▶ Extrait de page
━━━━━━━━━━━━━━━━━━━━

Intervention de Marie-Christine Dalloz

Réunion du 29 octobre 2013 à 9h00
Commission élargie : solidarité, insertion et égalité des chances

Photo issue du site de l'Assemblée nationale ou de WikipediaMarie-Christine Dalloz, présidente :

Je souhaite poser, au nom de la commission des finances, deux questions sur le financement du revenu de solidarité active en 2014. L'article 8 du PLFSS prévoyait une hausse de 109 millions d'euros pour l'équilibre du financement du Fonds national de solidarité active, avec l'affectation d'une partie du produit de la contribution additionnelle aux revenus du patrimoine. Le Gouvernement a annoncé, dimanche 27 octobre, qu'il renonçait, pour l'essentiel, à la modification du rendement des contributions sociales sur les plans d'épargne logement, l'épargne salariale, les PEA. Il en résulte une perte de recettes conséquente pour le financement du FNSA, de plusieurs dizaines de millions d'euros.

Vous avez annoncé que vos services faisaient les calculs. Je crois qu'ils seront assez vite faits ; il y aura de toute façon un manque à gagner. Comment le Gouvernement compte-t-il assurer en 2014 l'équilibre financier du FNSA, le financement du RSA activité, de la prime de Noël et des autres charges du Fonds ?

Ma seconde question porte sur l'allocation aux adultes handicapés. Vous avez annoncé que la prévision pour 2014 faisait état de plus d'un million d'allocataires supplémentaires. La projection de dépenses en 2013 pour l'AAH n'a pas été transmise. Cette situation va probablement nécessiter un abondement de crédits en gestion. Comment comptez-vous procéder, à la fois sur le bouclage de 2013 et la prévision pour 2014 ?

Je vais à présent donner la parole aux porte-parole des groupes.

━━━━━━━━━━━━━━━━━━━━

▶ Enregistrements fournis

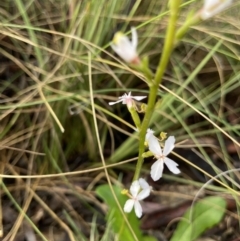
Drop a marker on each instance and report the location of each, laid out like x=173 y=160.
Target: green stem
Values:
x=185 y=27
x=167 y=50
x=135 y=117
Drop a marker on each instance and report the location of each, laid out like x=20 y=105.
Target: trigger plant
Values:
x=127 y=50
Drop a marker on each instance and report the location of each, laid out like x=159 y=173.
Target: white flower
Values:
x=161 y=155
x=213 y=7
x=149 y=134
x=125 y=48
x=127 y=99
x=138 y=190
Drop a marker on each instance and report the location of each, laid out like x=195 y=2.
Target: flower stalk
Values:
x=167 y=50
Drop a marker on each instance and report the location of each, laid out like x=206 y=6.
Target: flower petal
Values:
x=143 y=183
x=154 y=146
x=135 y=188
x=138 y=98
x=138 y=209
x=156 y=170
x=172 y=165
x=124 y=47
x=143 y=194
x=149 y=134
x=134 y=38
x=113 y=103
x=128 y=206
x=169 y=145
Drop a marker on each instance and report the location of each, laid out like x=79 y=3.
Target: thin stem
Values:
x=167 y=50
x=185 y=27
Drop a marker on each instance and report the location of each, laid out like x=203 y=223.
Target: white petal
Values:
x=149 y=134
x=169 y=145
x=138 y=98
x=128 y=206
x=113 y=103
x=156 y=170
x=172 y=165
x=138 y=209
x=134 y=38
x=135 y=188
x=154 y=146
x=143 y=183
x=125 y=49
x=143 y=194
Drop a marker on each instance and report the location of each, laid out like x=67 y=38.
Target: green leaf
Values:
x=115 y=218
x=200 y=217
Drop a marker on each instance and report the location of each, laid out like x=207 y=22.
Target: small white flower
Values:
x=138 y=190
x=144 y=184
x=149 y=134
x=128 y=100
x=213 y=7
x=161 y=155
x=125 y=48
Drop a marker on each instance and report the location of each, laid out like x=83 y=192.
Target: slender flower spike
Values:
x=138 y=191
x=213 y=7
x=149 y=134
x=125 y=48
x=128 y=100
x=161 y=155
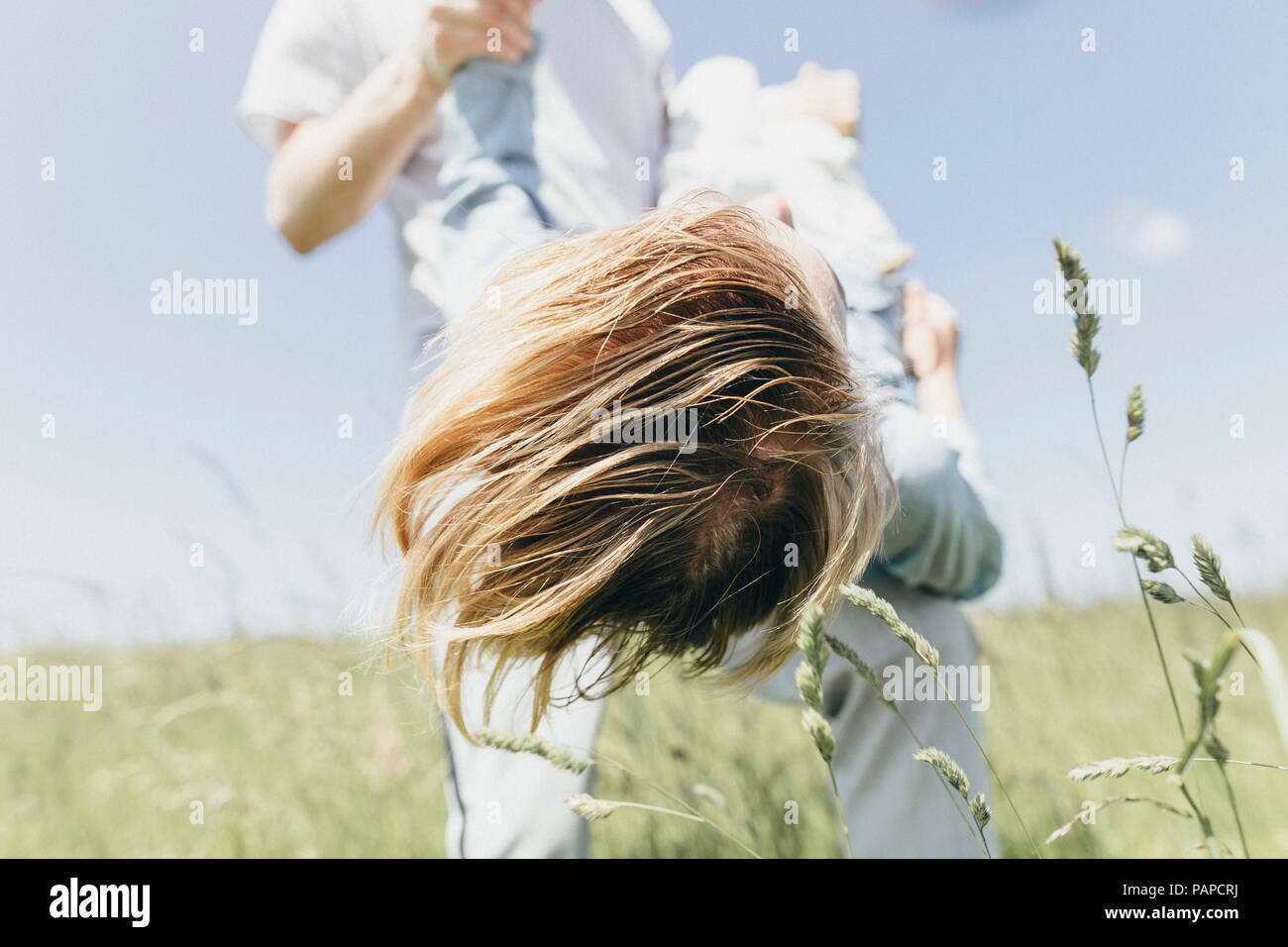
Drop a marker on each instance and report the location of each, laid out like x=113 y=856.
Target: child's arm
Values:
x=489 y=178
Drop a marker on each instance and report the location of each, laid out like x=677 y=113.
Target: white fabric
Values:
x=502 y=804
x=596 y=157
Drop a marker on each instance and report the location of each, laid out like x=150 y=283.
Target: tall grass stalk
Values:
x=566 y=758
x=877 y=605
x=864 y=671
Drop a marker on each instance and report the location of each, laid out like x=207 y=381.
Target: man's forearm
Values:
x=376 y=129
x=938 y=393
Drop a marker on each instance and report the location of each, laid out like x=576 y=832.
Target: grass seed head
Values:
x=1209 y=565
x=818 y=728
x=877 y=605
x=1145 y=547
x=940 y=761
x=526 y=742
x=809 y=685
x=1134 y=414
x=1160 y=591
x=590 y=808
x=1086 y=324
x=1121 y=766
x=980 y=812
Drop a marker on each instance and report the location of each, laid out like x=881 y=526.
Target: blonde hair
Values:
x=523 y=532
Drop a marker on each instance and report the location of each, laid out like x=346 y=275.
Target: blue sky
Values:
x=171 y=431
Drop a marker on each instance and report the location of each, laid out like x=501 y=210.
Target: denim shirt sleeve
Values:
x=943 y=536
x=489 y=178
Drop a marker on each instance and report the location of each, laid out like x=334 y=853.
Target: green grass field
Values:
x=283 y=764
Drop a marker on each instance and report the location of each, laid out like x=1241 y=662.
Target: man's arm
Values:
x=943 y=536
x=380 y=123
x=489 y=178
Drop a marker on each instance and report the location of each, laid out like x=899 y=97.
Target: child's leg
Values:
x=511 y=805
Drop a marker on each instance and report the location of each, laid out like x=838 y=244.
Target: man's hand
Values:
x=928 y=331
x=930 y=350
x=459 y=30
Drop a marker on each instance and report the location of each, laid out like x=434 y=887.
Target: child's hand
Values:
x=928 y=331
x=458 y=30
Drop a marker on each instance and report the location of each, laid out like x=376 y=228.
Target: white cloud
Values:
x=1150 y=234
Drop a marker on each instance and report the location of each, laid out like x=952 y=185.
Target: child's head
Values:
x=649 y=436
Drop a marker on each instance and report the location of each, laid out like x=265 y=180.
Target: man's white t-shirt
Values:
x=600 y=111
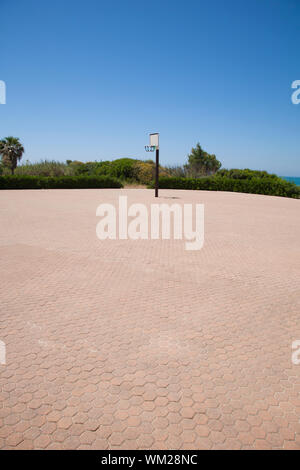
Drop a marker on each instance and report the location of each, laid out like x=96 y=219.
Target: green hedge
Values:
x=270 y=186
x=58 y=182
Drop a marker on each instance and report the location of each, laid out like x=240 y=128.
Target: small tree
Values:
x=201 y=163
x=11 y=151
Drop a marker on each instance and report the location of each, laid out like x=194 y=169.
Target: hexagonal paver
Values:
x=141 y=344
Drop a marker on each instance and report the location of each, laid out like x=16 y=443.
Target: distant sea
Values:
x=292 y=179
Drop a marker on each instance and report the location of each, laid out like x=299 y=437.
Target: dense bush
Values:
x=54 y=182
x=245 y=174
x=267 y=185
x=43 y=168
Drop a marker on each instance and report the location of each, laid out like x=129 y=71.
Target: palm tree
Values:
x=11 y=151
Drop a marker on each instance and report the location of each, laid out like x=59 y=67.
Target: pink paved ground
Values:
x=141 y=344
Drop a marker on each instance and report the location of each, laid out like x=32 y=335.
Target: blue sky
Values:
x=88 y=80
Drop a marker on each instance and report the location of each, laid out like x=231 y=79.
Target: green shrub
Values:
x=268 y=185
x=53 y=182
x=43 y=168
x=245 y=174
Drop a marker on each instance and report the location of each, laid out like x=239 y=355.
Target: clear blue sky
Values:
x=89 y=80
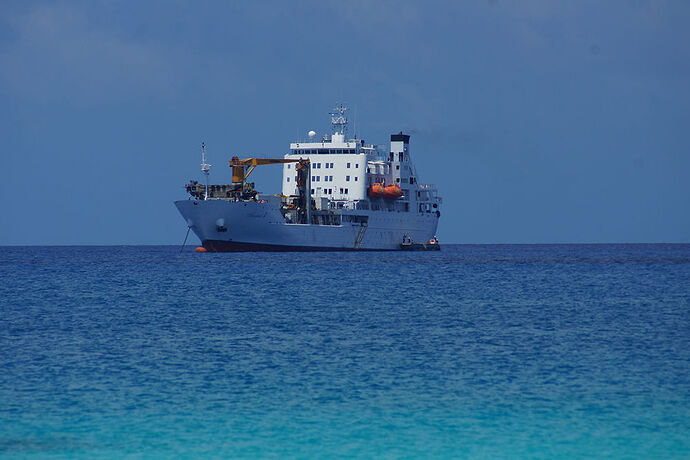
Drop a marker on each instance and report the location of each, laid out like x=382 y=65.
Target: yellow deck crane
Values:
x=240 y=174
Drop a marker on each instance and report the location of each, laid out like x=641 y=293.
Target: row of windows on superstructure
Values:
x=328 y=165
x=325 y=179
x=321 y=151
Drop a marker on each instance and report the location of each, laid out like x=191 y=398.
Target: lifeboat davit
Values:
x=392 y=192
x=376 y=190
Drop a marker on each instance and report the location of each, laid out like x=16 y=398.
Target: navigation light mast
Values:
x=205 y=167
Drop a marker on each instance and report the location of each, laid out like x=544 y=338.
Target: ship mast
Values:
x=205 y=167
x=338 y=120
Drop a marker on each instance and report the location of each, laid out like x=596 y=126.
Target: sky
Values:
x=540 y=121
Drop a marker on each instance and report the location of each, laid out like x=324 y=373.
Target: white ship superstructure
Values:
x=337 y=194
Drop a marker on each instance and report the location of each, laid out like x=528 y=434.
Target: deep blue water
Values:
x=476 y=351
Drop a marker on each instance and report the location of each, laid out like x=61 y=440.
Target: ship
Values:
x=338 y=194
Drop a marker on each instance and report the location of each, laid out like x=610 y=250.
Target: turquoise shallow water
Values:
x=476 y=351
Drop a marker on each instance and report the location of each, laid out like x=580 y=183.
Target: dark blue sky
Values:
x=540 y=121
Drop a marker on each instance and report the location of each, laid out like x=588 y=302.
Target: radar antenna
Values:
x=205 y=167
x=339 y=120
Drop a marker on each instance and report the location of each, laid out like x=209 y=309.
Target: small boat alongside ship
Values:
x=409 y=245
x=338 y=194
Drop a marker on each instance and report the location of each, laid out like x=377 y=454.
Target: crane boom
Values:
x=239 y=167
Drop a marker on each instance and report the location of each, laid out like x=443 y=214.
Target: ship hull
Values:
x=227 y=226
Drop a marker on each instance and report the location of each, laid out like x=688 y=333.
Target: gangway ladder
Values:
x=360 y=234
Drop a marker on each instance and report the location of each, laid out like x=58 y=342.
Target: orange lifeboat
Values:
x=392 y=192
x=376 y=190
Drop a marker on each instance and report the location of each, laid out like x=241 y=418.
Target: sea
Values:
x=475 y=351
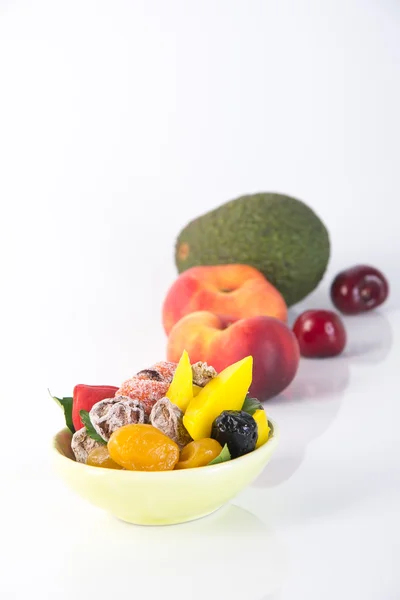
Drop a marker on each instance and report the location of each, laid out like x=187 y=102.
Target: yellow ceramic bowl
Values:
x=161 y=498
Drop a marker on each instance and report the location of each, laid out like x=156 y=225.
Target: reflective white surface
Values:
x=322 y=521
x=119 y=122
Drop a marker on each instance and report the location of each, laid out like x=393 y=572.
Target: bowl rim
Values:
x=264 y=449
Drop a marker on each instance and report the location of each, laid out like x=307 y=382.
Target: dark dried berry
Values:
x=150 y=374
x=238 y=430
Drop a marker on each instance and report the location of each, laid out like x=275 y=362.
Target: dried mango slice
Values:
x=260 y=417
x=180 y=392
x=227 y=391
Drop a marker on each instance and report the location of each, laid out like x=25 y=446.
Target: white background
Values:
x=119 y=122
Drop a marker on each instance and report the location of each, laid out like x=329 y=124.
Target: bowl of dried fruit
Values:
x=174 y=443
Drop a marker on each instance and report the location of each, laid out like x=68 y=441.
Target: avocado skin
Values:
x=277 y=234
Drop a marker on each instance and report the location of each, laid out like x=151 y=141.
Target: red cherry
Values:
x=320 y=333
x=359 y=289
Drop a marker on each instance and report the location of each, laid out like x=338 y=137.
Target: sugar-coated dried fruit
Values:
x=149 y=374
x=112 y=413
x=85 y=396
x=260 y=417
x=143 y=448
x=238 y=430
x=199 y=453
x=165 y=369
x=167 y=417
x=82 y=445
x=100 y=457
x=147 y=391
x=202 y=373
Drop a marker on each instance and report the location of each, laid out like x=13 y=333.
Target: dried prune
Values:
x=238 y=430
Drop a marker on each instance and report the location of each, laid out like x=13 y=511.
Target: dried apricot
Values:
x=198 y=453
x=142 y=447
x=100 y=457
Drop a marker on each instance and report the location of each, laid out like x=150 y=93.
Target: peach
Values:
x=221 y=341
x=239 y=291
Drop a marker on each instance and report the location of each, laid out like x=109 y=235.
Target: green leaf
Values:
x=89 y=427
x=223 y=456
x=66 y=405
x=251 y=405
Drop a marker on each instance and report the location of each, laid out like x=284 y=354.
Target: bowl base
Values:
x=166 y=522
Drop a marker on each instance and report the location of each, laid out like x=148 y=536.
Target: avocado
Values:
x=277 y=234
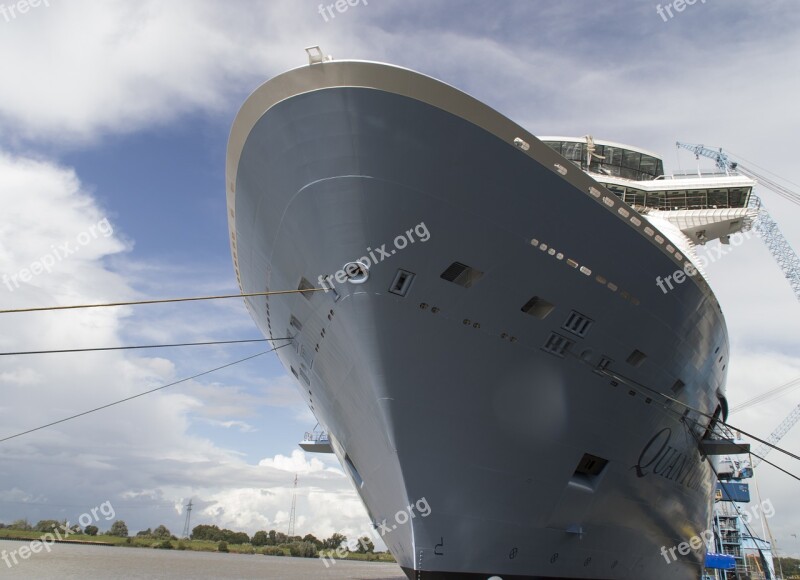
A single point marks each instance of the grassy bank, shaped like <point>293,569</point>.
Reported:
<point>194,545</point>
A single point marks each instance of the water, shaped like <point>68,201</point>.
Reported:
<point>110,563</point>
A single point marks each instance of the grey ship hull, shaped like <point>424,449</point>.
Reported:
<point>446,393</point>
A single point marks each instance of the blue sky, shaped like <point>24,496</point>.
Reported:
<point>121,111</point>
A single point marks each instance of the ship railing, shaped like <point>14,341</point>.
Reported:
<point>316,437</point>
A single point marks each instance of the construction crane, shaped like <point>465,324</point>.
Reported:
<point>776,435</point>
<point>764,225</point>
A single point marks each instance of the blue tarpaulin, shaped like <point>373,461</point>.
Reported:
<point>720,561</point>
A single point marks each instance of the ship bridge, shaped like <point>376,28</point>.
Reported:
<point>703,206</point>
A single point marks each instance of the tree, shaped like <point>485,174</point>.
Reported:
<point>260,538</point>
<point>303,550</point>
<point>162,533</point>
<point>365,546</point>
<point>281,538</point>
<point>47,525</point>
<point>119,529</point>
<point>334,541</point>
<point>236,537</point>
<point>22,524</point>
<point>206,532</point>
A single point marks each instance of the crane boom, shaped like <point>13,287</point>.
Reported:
<point>768,230</point>
<point>777,435</point>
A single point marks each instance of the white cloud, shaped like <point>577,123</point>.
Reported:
<point>143,455</point>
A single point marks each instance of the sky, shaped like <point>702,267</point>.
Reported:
<point>114,118</point>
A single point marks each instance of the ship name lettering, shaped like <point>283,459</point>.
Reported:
<point>660,458</point>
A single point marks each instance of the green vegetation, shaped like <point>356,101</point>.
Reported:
<point>791,567</point>
<point>204,538</point>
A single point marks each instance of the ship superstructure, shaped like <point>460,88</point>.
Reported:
<point>492,341</point>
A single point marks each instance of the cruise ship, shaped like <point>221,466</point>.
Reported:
<point>509,340</point>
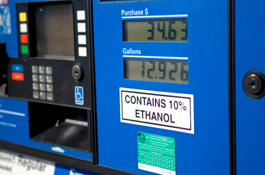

━━━━━━━━━━━━━━━━━━━━

▶ Énoncé
Répondez en peu de mots à ces questions sur l'intervention :
1. À quelle date la réunion a-t-elle eu lieu ?
2. Quelle hausse l'article 8 du PLFSS prévoyait-il pour le financement du Fonds national de solidarité active ?
3. Sur quelle allocation porte la seconde question ?
Les enregistrements sont un contenu à part, sans lien avec l'intervention.

▶ Réponse rédigée
1. Le 29 octobre 2013.
2. Une hausse de 109 millions d'euros.
3. L'allocation aux adultes handicapés (AAH).